[Region pointing data]
· · ·
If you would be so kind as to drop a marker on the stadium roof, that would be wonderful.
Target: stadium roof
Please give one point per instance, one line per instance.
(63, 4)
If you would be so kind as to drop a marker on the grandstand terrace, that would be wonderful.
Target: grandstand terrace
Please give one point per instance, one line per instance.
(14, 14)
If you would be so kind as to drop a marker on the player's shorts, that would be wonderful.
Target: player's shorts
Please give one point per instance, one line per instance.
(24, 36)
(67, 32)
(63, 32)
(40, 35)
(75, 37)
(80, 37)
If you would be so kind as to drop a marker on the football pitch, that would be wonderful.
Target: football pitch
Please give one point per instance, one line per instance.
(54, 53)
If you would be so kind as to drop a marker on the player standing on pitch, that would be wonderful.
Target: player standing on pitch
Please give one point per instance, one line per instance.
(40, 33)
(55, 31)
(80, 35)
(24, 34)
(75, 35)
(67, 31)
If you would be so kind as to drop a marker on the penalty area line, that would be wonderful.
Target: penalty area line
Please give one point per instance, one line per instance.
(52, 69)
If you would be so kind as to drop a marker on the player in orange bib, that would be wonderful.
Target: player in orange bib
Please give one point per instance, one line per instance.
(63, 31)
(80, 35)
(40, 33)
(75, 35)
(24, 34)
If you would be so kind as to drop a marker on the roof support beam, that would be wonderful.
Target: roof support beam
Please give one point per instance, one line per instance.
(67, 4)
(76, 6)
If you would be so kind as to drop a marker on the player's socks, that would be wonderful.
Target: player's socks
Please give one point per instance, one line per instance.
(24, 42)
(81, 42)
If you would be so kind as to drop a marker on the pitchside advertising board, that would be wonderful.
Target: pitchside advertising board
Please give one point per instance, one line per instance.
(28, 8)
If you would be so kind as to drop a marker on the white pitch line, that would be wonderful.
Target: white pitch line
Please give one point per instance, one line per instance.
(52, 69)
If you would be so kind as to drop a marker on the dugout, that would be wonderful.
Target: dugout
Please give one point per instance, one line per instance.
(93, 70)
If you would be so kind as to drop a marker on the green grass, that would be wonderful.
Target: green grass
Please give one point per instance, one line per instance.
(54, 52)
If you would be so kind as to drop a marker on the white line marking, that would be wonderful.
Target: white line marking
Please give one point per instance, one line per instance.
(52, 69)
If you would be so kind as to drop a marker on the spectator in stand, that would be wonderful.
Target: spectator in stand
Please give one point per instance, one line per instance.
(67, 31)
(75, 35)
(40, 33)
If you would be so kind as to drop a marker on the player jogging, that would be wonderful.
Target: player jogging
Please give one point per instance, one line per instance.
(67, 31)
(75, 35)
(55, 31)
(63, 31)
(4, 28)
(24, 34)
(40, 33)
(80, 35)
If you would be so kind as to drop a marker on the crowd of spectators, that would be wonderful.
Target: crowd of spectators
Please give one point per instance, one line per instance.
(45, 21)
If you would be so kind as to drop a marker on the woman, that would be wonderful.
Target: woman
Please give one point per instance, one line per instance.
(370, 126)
· · ·
#### EXERCISE DIRECTIONS
Would you copy, unchanged, the stretch of the records above that begins at the line containing "Target: football pitch" and ends at the line containing "Target: dugout", and only that?

#### RESPONSE TO THE EXERCISE
Target: football pitch
Please give one point per instance, one line per instance.
(54, 53)
If you would be so kind as to drop a marker on the player standing on pitch, that would be wonderful.
Target: player standing on pitch
Please give one point per instance, one line per instance.
(40, 33)
(55, 31)
(80, 35)
(24, 34)
(75, 35)
(67, 31)
If you would be so kind as to drop a marker on the penalty area line, that would be wonderful.
Target: penalty area line
Please give one point per instance, one line per instance.
(52, 69)
If you would be so kind as to drop a marker on the player in orange bib, that would be wonderful.
Target: player in orange bib
Please give one point per instance, one line per instance.
(63, 31)
(80, 35)
(40, 33)
(75, 35)
(24, 34)
If you would be so kind as to drop a marker on the roof support beam, that would be wonderful.
Target: roof support beam
Please give one point per instance, one line per instance.
(67, 4)
(76, 6)
If you would be so kind as to drop a marker on the player's socks, that would be wonderful.
Target: player's socks
Please give one point per instance, one line per instance.
(24, 42)
(81, 42)
If you would be so kind as to drop a marker on the pitchside advertising board, that would be wonderful.
Target: pitchside advertising board
Please give one point per instance, one line per instance.
(28, 8)
If you would be so kind as to drop a marker on the white pitch line, that would be wonderful.
Target: white pitch line
Please give one point per instance, one line per instance.
(52, 69)
If you would be so kind as to drop a marker on the dugout, that would be wonderful.
Target: dugout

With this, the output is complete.